Objective - Please rewrite the lines below, changing every "Query" to "Prompt" and leaving everything else unchanged. Omit the pictures from your answer.

[Photo object pointing records]
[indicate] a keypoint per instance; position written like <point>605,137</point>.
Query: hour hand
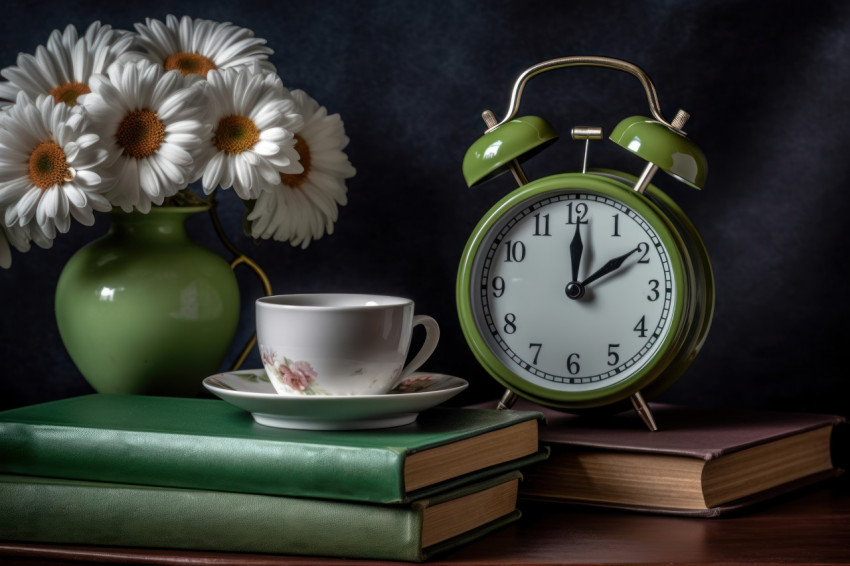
<point>576,248</point>
<point>612,265</point>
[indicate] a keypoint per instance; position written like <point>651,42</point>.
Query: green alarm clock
<point>585,290</point>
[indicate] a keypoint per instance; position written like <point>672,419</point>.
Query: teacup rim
<point>382,301</point>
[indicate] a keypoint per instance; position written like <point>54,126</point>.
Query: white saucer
<point>251,390</point>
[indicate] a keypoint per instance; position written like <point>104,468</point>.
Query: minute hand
<point>608,268</point>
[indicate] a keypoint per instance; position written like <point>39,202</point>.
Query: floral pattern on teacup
<point>295,377</point>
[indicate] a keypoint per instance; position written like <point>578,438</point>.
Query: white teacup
<point>339,344</point>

Result of this exercise -
[indicate] a keypoint per instance; position written like <point>605,137</point>.
Prompt: hour hand
<point>576,248</point>
<point>612,265</point>
[indicate] a keypoint per instance; position written like <point>651,42</point>.
Prompt: green alarm clock
<point>585,290</point>
[indicate] a keypoint per instance; position written like <point>672,419</point>.
Prompt: teacup rim
<point>382,301</point>
[indicate] a keypoint per instance; position written like <point>54,126</point>.
Prompt: white saucer
<point>251,390</point>
[indicate] a keypoint per instance; position written like <point>104,468</point>.
Prompt: minute hand
<point>608,268</point>
[indicate] a keypoint per instance; position written like <point>39,202</point>.
Prompt: floral pattern on teacup
<point>295,377</point>
[indicate] a keypoint per instance; position written like <point>578,438</point>.
Prompt: white teacup
<point>339,344</point>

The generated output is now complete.